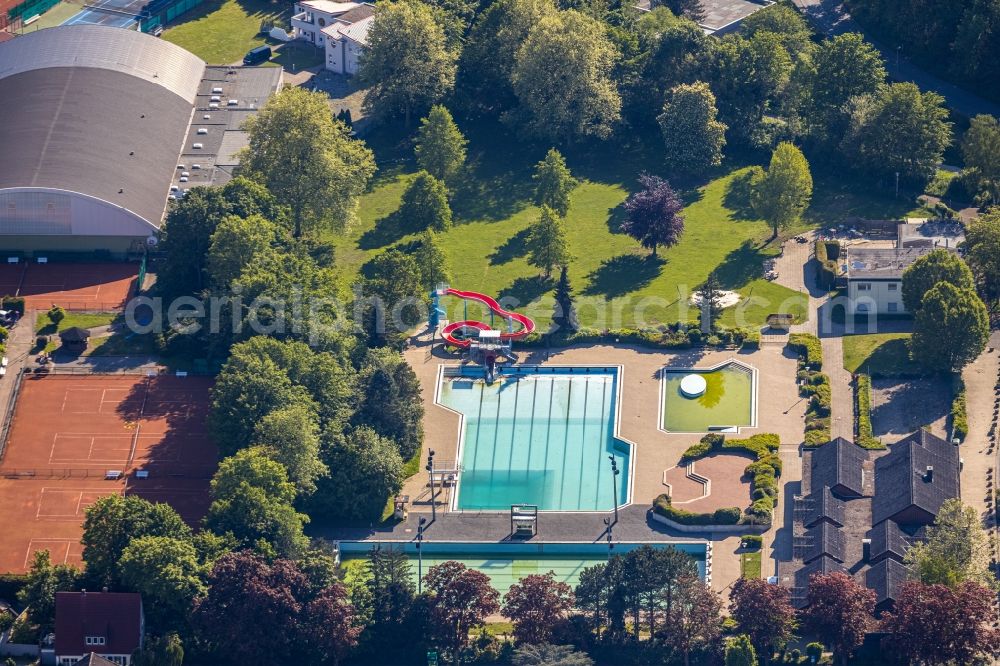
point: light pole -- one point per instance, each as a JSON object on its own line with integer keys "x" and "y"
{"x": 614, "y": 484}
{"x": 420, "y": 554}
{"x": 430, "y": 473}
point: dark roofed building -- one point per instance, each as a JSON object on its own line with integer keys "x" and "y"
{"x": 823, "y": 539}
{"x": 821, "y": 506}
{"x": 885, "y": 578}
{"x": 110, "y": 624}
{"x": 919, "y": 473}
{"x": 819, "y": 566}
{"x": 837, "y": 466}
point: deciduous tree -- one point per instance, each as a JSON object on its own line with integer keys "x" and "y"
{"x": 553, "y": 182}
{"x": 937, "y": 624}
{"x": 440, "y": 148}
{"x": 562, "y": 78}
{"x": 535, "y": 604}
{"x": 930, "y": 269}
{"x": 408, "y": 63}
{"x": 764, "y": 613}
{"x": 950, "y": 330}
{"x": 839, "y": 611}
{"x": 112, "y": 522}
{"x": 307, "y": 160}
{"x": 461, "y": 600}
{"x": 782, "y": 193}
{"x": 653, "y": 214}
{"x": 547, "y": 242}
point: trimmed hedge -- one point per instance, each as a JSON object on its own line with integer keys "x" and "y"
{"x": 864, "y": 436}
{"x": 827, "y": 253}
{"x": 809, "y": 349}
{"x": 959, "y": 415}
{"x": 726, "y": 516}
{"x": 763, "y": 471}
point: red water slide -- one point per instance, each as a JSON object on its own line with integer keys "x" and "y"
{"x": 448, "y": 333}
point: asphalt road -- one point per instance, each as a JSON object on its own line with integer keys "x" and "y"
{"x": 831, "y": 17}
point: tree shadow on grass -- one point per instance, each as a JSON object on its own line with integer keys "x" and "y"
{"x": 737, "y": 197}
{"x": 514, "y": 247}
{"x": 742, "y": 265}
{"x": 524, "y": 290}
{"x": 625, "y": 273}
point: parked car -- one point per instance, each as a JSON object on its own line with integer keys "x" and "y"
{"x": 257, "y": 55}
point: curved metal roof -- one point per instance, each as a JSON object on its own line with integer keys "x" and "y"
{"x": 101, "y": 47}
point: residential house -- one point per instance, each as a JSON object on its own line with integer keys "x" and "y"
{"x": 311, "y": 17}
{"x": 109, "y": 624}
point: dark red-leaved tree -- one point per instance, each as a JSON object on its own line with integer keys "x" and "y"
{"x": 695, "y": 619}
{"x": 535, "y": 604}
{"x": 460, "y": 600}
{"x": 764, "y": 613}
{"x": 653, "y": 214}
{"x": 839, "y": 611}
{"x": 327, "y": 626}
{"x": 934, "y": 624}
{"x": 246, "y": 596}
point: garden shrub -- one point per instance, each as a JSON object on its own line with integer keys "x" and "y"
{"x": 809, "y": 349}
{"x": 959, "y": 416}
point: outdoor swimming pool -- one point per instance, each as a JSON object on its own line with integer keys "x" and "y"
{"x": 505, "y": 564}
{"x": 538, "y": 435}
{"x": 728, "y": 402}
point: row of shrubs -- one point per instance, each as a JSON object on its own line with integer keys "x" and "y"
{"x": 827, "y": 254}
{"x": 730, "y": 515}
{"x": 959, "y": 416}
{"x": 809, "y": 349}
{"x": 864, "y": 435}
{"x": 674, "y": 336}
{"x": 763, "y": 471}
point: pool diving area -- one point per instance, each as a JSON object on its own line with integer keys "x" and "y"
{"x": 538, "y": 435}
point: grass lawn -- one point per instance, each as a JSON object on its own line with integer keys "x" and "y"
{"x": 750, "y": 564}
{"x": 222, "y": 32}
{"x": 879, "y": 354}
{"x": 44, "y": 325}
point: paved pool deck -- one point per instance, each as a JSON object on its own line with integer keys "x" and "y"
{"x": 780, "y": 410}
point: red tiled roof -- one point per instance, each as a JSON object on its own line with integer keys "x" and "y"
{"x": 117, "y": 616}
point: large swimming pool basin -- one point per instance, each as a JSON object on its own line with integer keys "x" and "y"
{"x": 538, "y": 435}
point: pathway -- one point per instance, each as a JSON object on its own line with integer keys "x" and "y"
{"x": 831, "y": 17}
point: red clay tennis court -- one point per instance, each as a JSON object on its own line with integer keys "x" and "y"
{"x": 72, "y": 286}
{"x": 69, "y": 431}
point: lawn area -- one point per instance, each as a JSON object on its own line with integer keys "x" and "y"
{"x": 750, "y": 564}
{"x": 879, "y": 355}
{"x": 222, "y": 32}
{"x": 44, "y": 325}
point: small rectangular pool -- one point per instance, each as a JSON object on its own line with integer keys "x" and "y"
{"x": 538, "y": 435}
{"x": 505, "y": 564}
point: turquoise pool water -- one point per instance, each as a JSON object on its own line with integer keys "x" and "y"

◆ ◆ ◆ ◆ ◆

> **What you need to do**: Copy the lines above, putting "broadleaf tree" wherever "deciduous tree" appears and keeping everything else the same. Leave out the pictures.

> **Result below**:
point: light pole -- one point per instance, each as a JSON object on its own line with integer keys "x" and "y"
{"x": 614, "y": 484}
{"x": 420, "y": 554}
{"x": 430, "y": 473}
point: dark roofed building -- one point per instance, each as a JSON object on its own line with integer keys "x" and "y"
{"x": 823, "y": 539}
{"x": 821, "y": 506}
{"x": 885, "y": 578}
{"x": 110, "y": 624}
{"x": 919, "y": 473}
{"x": 819, "y": 566}
{"x": 837, "y": 466}
point: broadleaf tree -- one point per instance, each as a JSON object on its own line with integer keys "x" and "y"
{"x": 553, "y": 182}
{"x": 937, "y": 624}
{"x": 440, "y": 148}
{"x": 562, "y": 78}
{"x": 535, "y": 604}
{"x": 930, "y": 269}
{"x": 408, "y": 63}
{"x": 764, "y": 613}
{"x": 950, "y": 330}
{"x": 839, "y": 611}
{"x": 112, "y": 522}
{"x": 307, "y": 160}
{"x": 461, "y": 600}
{"x": 782, "y": 193}
{"x": 653, "y": 214}
{"x": 547, "y": 242}
point: trimmed hedge -- one point per instance, each as a JSON object on its own line with integer keys "x" and "y"
{"x": 864, "y": 436}
{"x": 827, "y": 253}
{"x": 809, "y": 349}
{"x": 959, "y": 415}
{"x": 726, "y": 516}
{"x": 763, "y": 471}
point: red water slide -- one point per instance, each as a JSON object on its own line with integer keys "x" and "y"
{"x": 448, "y": 333}
point: asphalt road -- one point per instance, each as a JSON object on its own line with integer keys "x" and "y"
{"x": 831, "y": 17}
point: tree shadow on grass -- one point per instance, each as a JSON object on its own line with integer keys "x" and "y"
{"x": 737, "y": 197}
{"x": 514, "y": 247}
{"x": 742, "y": 265}
{"x": 524, "y": 290}
{"x": 625, "y": 273}
point: parked car -- one point per instance, each as a JSON object on its own line with integer keys "x" and "y"
{"x": 257, "y": 55}
point: curved metal roof -- one point per instance, each as a JSON object on its own line with integer keys "x" and "y"
{"x": 101, "y": 47}
point: residential house -- one point per instance, each as a JSON object on its own line with integer keys "x" and "y"
{"x": 311, "y": 17}
{"x": 109, "y": 624}
point: dark red-leaved tree -- one point per instance, each as a JSON object on its own line with integer keys "x" and "y"
{"x": 695, "y": 619}
{"x": 535, "y": 604}
{"x": 460, "y": 600}
{"x": 764, "y": 613}
{"x": 653, "y": 214}
{"x": 839, "y": 611}
{"x": 327, "y": 626}
{"x": 934, "y": 624}
{"x": 246, "y": 596}
point: garden shrub -- one point per instance, each as a JSON object on its own line with integer keys "x" and "y"
{"x": 809, "y": 349}
{"x": 959, "y": 416}
point: outdoor swimming pool -- one point per instance, each as a JSON object on its own line with integer keys "x" and "y"
{"x": 505, "y": 564}
{"x": 538, "y": 435}
{"x": 728, "y": 402}
point: row of shrubs -- one point per instance, each as a JSON object on its own line with integer keys "x" and "y"
{"x": 827, "y": 254}
{"x": 730, "y": 515}
{"x": 959, "y": 416}
{"x": 809, "y": 349}
{"x": 864, "y": 435}
{"x": 674, "y": 336}
{"x": 763, "y": 471}
point: pool diving area -- one point per instance, each as a JSON object on its own line with integer keys "x" and "y"
{"x": 538, "y": 435}
point: grass lawn -- one point per instance, each as a JSON object on its own line with integer keys "x" and "y"
{"x": 750, "y": 564}
{"x": 222, "y": 32}
{"x": 879, "y": 354}
{"x": 44, "y": 325}
point: paved pool deck -- one point per instance, each as a JSON object on its own line with integer keys "x" and "y"
{"x": 780, "y": 410}
point: red tiled roof -- one point per instance, each as a JSON object on its own line with integer keys "x" and "y"
{"x": 117, "y": 616}
point: large swimming pool basin -- one point per instance, each as a JSON object on its own line with integer keys "x" and "y"
{"x": 538, "y": 435}
point: pathway -- one point per instance, each as a JSON object on its own line with integer keys "x" and "y"
{"x": 831, "y": 17}
point: red clay tennis court -- one point per instance, each as a JSON object on its own line with integer keys "x" and "y"
{"x": 72, "y": 286}
{"x": 69, "y": 431}
point: lawn area -- one point per instance, each as a JSON object on its own line with integer keys "x" and "y"
{"x": 750, "y": 564}
{"x": 879, "y": 355}
{"x": 222, "y": 32}
{"x": 44, "y": 325}
point: small rectangular pool -- one point per instance, each as a JSON object on its own line with integer keys "x" and "y"
{"x": 538, "y": 435}
{"x": 505, "y": 564}
point: turquoise pool water -- one point per instance, each as a JSON object on its own line with integer keys "x" and "y"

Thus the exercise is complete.